Rewrite the lines below as a CSV file with two columns headed input and output. Give one row per line, with its text under input and its answer under output, each as a single quoted field in which line breaks become spaces.

━━━ RECORDS SHOWN

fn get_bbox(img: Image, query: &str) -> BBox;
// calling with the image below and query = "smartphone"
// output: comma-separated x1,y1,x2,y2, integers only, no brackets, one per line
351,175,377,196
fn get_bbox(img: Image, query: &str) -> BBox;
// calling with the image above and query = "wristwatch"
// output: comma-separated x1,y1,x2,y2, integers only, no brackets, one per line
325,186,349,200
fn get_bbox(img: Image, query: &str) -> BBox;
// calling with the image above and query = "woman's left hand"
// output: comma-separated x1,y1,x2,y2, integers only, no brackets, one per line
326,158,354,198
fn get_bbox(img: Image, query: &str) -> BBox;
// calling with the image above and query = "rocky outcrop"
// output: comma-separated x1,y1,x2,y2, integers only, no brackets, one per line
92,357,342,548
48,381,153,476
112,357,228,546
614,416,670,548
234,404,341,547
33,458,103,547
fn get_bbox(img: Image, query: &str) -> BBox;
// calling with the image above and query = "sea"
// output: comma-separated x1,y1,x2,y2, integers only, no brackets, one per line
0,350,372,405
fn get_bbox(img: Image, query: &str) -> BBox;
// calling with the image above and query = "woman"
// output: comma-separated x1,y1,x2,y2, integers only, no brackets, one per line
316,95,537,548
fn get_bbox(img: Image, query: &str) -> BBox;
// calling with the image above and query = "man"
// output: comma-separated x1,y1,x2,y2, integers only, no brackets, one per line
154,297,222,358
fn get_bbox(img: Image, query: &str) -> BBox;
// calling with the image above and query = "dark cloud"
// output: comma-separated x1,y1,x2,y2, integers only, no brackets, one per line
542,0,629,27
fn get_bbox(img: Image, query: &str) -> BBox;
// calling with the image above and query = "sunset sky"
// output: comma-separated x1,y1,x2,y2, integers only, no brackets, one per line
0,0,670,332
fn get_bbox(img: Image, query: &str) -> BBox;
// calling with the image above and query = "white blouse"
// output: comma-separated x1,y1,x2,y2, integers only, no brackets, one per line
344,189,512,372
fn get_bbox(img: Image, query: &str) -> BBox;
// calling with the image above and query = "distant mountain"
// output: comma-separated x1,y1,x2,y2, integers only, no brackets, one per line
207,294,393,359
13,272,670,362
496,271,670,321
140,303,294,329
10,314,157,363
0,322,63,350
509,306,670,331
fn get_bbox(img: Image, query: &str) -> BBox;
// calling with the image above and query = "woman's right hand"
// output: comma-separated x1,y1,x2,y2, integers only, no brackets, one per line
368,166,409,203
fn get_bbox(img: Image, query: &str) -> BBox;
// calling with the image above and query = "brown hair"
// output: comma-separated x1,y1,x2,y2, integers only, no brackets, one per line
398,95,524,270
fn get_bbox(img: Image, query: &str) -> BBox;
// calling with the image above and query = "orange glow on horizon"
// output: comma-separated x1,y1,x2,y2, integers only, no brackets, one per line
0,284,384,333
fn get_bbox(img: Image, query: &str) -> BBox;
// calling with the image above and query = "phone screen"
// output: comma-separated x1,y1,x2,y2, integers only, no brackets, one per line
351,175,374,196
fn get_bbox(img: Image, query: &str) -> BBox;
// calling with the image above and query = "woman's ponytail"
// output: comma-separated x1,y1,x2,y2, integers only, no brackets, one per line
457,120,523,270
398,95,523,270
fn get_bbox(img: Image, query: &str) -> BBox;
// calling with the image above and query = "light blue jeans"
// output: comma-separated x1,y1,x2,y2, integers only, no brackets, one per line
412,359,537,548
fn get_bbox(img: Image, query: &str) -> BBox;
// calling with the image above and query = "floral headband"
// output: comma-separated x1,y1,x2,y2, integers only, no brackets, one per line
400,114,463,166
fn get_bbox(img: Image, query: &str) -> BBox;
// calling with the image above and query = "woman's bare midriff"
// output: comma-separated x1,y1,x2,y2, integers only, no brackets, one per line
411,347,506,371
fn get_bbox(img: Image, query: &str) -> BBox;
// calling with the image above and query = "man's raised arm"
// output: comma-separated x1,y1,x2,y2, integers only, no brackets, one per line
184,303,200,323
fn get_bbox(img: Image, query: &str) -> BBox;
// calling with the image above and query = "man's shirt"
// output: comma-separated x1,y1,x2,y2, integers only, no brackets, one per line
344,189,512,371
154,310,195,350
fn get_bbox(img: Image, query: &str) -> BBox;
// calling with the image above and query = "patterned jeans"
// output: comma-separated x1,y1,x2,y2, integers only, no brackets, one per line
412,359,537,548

━━━━━━

- [RESULT]
input,output
"fn get_bbox(img: Image, query: &str) -> BBox; // calling with the image below and query = ""smartphone"" // output: comma-separated x1,y1,x2,y2, integers only, no brackets, one per line","351,175,377,196"
"fn get_bbox(img: Image, query: &str) -> BBox; // calling with the image above and query = ""wristwatch"" // output: comma-separated x1,y1,x2,y2, integers only, no brackets, one per line","325,186,349,200"
"fn get_bbox(img: Image, query: &str) -> BBox; // calling with the image above and query = ""woman's left hand"" // output: comma-separated x1,y1,x2,y2, integers only, no brackets, one per line","326,158,354,198"
"fn get_bbox(img: Image, query: &str) -> BBox; // calling with the image above and query = ""rocky outcrop"" // output: comma-separated x1,y1,x2,y2, integers only, no brackets, one per line","92,357,342,548 48,381,153,476 112,357,228,546 614,416,670,548 234,404,341,547 33,458,103,547"
"fn get_bbox(img: Image, query: &str) -> BBox; // calling with the image above and query = ""sea"" // output: comma-separated x1,y1,x2,y2, integers only, no brackets, one per line","0,350,372,405"
"fn get_bbox(img: Image, query: &str) -> BBox; // calling with the image above and query = ""woman"" // output: comma-separated x1,y1,x2,y2, integers only, no brackets, one per line","316,95,537,548"
"fn get_bbox(img: Image, query: &str) -> BBox; // calling with the image above and query = ""man"" // output: comma-separated x1,y1,x2,y2, integers only, no brackets, one per line","154,297,222,358"
"fn get_bbox(img: Image, query: &str) -> BBox; // calling with the image above and query = ""dark cloud"" // output: comma-separated x1,y1,x2,y2, integers only, no brackets, one per line","542,0,629,27"
"fn get_bbox(img: Image, query: &str) -> BBox; // calling with the image above and query = ""sunset sky"" // output: comma-separated x1,y1,x2,y2, integers only, no brackets, one per line","0,0,670,332"
"fn get_bbox(img: Image, query: &str) -> BBox; // calling with the image above and query = ""white blouse"" // output: comma-separated x1,y1,x2,y2, integers only, no brackets, one per line","344,189,512,372"
"fn get_bbox(img: Image, query: &str) -> BBox; // calling with the image above and query = ""distant mountain"" // output: comma-separated x1,y1,x2,y2, integers only, no brackets, one per line","207,294,393,359 13,272,670,362 496,271,670,321 140,303,294,329 10,314,157,363 0,322,63,350 509,306,670,331"
"fn get_bbox(img: Image, query: &str) -> BBox; // calling with the image above and query = ""woman's right hand"" // output: comma-separated x1,y1,x2,y2, integers only, no brackets, one per line","368,166,409,203"
"fn get_bbox(img: Image, query: &str) -> BBox; // calling with the image above and query = ""brown hair"" // output: comma-separated x1,y1,x2,y2, integers only, no brackets, one per line","398,95,524,270"
"fn get_bbox(img: Image, query: &str) -> BBox; // calling with the image above and query = ""orange glow on horizon"" // output: comma-separated x1,y1,x2,y2, integers only, no brackets, one per line","0,284,384,333"
"fn get_bbox(img: Image, query: &str) -> BBox; // calling with the image above and query = ""phone screen"" // output: comma-separated x1,y1,x2,y2, integers only, no brackets, one per line","351,175,374,196"
"fn get_bbox(img: Image, query: &str) -> BBox; // calling with the image above and query = ""woman's ponytail"" // output: comma-separated x1,y1,x2,y2, integers only, no brackets, one per line","457,120,523,270 398,95,523,270"
"fn get_bbox(img: Image, query: &str) -> BBox; // calling with the image above and query = ""light blue jeans"" // output: comma-separated x1,y1,x2,y2, integers only, no brackets, one per line","412,359,537,548"
"fn get_bbox(img: Image, query: &str) -> BBox; // calling with the image above and query = ""floral headband"" // output: comma-separated x1,y1,x2,y2, integers only, no brackets, one per line","400,114,463,166"
"fn get_bbox(img: Image, query: &str) -> BBox; // calling with the image above and query = ""woman's bare midriff"" // output: comma-separated x1,y1,x2,y2, integers only, no brackets, one per line","411,347,506,371"
"fn get_bbox(img: Image, query: &str) -> BBox; // calling with the image above and query = ""man's raised arm"" // output: comma-separated x1,y1,x2,y2, integers only, no brackets, one per line","184,303,200,323"
"fn get_bbox(img: Image, query: &str) -> BBox; // calling with the image above and query = ""man's shirt"" // output: comma-separated x1,y1,x2,y2, integers only, no brackets, one per line","344,189,512,371 154,310,195,350"
"fn get_bbox(img: Image, query: &str) -> BBox; // calling with the image above and query = ""patterned jeans"" // output: comma-separated x1,y1,x2,y2, integers only, no brackets, one per line","412,359,537,548"